» **TRECHO DE ORIGEM**
○ ○ ○ ○ ○

No Brasil, até para inventar um golpe é preciso trabalho duro. E, aparentemente, muita insegurança. O relatório final do inquérito da Polícia Federal sobre o suposto “golpe de Estado” é um verdadeiro compêndio de expressões condicionantes, aquelas que servem para sugerir algo sem afirmar de fato. Afinal, quando a realidade não colabora, o melhor é rechear o documento com palavras que deixem sempre uma porta aberta para o “e se…”.

Entre as 884 páginas da obra-prima do juridiquês investigativo, destacam-se termos como “possível” e suas variantes, que aparecem nada menos que 207 vezes. Afinal, é possível que tenha havido um golpe, assim como é possível que tenha sido apenas um delírio coletivo de quem precisa de um vilão para continuar no poder. O termo “possibilidade” está espalhado generosamente por 47 trechos do documento, quase como um mantra para convencer quem se recusar a acreditar no que não foi provado.

Mas o festival do subjuntivo não para por aí. “Teria” ou “teriam” aparecem 107 vezes. Tudo “teria acontecido”, nada de fato aconteceu. “Hipótese” ou “hipotética”, 25 vezes. Ou seja, o golpe não está no mundo real, mas no universo das conjecturas.

A verdade inconveniente para os arquitetos dessa narrativa é que não houve tanques na rua, não houve prisões arbitrárias de opositores, não houve nenhuma tentativa concreta de tomada de poder. Houve reuniões, conversas, desabafos. Se expressar opinião agora for sinônimo de golpe, metade do Brasil deveria estar atrás das grades.

○ ○ ○ ○ ○

» **TAREFA PROPOSTA A**
Liste os termos do relatório que o artigo sobre o inquérito da Polícia Federal contabiliza. Indique, ao lado de cada um, quantas vezes o texto diz que ele aparece.
» **TAREFA PROPOSTA B**
Retome o artigo sobre o inquérito da Polícia Federal e escreva a continuação a partir da frase final, mantendo o mesmo tom.

○ ○ ○ ○ ○

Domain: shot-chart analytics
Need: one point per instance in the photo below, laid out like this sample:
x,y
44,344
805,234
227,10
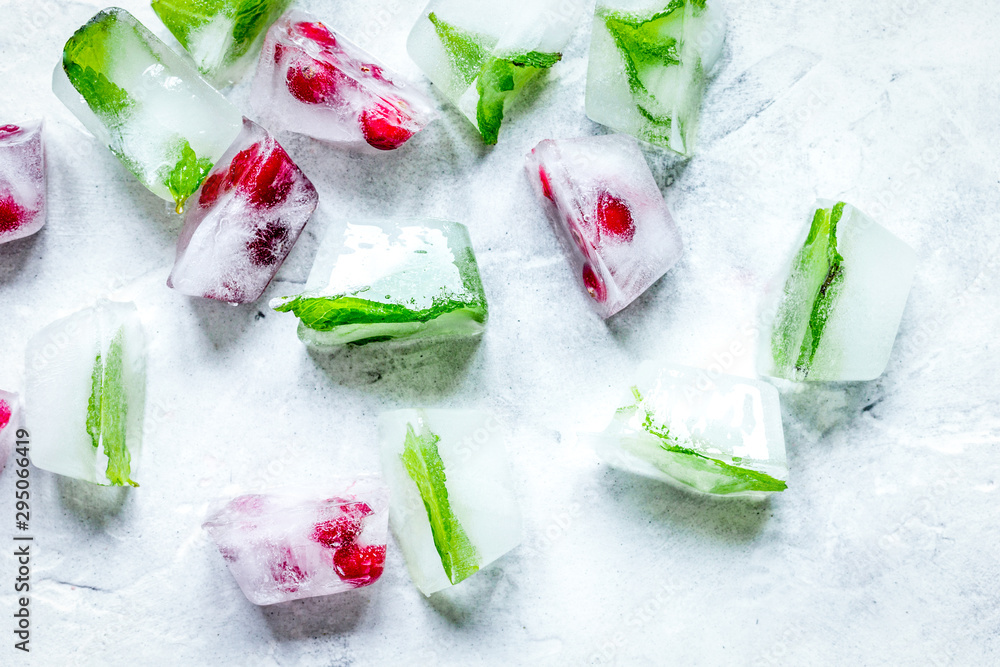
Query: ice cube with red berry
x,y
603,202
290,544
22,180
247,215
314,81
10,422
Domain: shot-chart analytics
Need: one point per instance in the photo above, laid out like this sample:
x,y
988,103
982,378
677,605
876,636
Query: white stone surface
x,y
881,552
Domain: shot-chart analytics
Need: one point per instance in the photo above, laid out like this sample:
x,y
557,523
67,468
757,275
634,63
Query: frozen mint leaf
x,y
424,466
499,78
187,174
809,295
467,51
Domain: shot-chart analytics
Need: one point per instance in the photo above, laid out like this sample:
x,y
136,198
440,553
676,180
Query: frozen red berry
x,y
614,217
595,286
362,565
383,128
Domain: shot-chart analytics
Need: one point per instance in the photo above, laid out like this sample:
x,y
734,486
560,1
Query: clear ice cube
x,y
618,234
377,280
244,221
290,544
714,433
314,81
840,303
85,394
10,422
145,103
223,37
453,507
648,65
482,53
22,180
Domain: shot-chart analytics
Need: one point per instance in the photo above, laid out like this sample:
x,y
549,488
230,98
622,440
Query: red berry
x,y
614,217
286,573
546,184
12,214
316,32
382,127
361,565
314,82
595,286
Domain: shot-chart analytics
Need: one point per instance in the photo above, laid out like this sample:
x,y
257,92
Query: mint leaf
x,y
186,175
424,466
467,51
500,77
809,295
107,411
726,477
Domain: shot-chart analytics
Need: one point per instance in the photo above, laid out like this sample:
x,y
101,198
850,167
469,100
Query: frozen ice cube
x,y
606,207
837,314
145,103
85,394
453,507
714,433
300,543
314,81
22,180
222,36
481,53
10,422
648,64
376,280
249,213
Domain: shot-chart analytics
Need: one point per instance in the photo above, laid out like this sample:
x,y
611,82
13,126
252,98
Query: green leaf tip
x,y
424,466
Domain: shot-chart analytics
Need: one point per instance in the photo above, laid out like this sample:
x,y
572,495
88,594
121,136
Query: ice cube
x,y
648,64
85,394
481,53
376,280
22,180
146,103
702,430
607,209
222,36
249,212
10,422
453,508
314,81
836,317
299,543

○ ○ ○ ○ ○

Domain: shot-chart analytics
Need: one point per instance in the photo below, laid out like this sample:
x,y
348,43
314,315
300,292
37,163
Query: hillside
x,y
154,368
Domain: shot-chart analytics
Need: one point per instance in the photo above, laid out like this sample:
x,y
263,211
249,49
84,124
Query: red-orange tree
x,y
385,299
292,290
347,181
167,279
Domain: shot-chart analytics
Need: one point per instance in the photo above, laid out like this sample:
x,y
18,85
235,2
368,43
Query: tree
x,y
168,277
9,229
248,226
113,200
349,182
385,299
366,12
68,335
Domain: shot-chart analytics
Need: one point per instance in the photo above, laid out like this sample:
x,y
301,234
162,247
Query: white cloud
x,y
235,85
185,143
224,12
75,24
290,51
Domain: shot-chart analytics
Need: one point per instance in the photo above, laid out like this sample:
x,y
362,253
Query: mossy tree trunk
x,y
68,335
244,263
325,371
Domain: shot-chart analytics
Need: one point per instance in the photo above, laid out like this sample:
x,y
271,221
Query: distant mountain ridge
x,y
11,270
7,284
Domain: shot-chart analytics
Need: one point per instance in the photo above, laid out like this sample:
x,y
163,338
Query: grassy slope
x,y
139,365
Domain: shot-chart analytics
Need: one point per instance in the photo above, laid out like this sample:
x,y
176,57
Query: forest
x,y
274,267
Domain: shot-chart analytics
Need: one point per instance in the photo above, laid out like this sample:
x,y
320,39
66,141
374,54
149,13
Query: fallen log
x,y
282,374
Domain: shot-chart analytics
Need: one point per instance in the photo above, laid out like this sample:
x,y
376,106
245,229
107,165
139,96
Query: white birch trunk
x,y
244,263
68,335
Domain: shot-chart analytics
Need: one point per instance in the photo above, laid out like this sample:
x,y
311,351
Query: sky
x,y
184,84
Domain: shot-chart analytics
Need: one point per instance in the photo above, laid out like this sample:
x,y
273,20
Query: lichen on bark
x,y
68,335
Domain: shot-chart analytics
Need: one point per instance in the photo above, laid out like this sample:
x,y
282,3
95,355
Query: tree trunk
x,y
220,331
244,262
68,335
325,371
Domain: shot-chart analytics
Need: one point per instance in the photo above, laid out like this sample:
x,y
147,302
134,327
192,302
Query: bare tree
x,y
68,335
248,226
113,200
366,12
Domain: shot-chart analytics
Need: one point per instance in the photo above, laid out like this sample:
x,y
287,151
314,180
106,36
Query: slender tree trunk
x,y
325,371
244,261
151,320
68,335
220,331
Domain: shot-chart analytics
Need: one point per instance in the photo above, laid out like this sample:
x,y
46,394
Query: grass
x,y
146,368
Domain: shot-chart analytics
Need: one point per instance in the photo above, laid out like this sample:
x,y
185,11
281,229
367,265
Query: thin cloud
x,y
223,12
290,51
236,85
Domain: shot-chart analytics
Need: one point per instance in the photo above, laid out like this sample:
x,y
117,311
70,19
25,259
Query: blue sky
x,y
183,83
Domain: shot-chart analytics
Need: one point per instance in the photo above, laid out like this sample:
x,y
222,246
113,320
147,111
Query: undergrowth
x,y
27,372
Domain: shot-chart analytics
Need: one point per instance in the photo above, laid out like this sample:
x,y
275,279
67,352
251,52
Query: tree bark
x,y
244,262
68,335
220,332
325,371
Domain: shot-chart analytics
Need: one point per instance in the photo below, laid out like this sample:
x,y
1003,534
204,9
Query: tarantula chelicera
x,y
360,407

○ ○ ○ ○ ○

» **RESPOSTA ESPERADA A**
- "possível" e suas variantes: 207 vezes
- "possibilidade": 47 vezes
- "teria" ou "teriam": 107 vezes
- "hipótese" ou "hipotética": 25 vezes

» **RESPOSTA ESPERADA B**
O problema da narrativa oficial é que ela precisa ser vendida de qualquer jeito. E se os fatos não ajudam, entra em cena o famoso “condicionalismo linguístico”, onde tudo “poderia”, “teria” ou “seria”. Esse é o inquérito que querem empurrar goela abaixo do povo brasileiro, um monumento ao “talvez” e ao “quem sabe”.

No final, esse relatório de quase mil páginas parece menos um documento de investigação e mais um roteiro de ficção interativo, onde o leitor é quem decide se um golpe aconteceu ou não. O problema é que a realidade insiste em ser teimosa e, por mais que tentem forjar um “ataque à democracia”, a verdadeira ameaça segue vindo de quem transforma suspeitas em sentenças e prende adversários por crime de pensamento.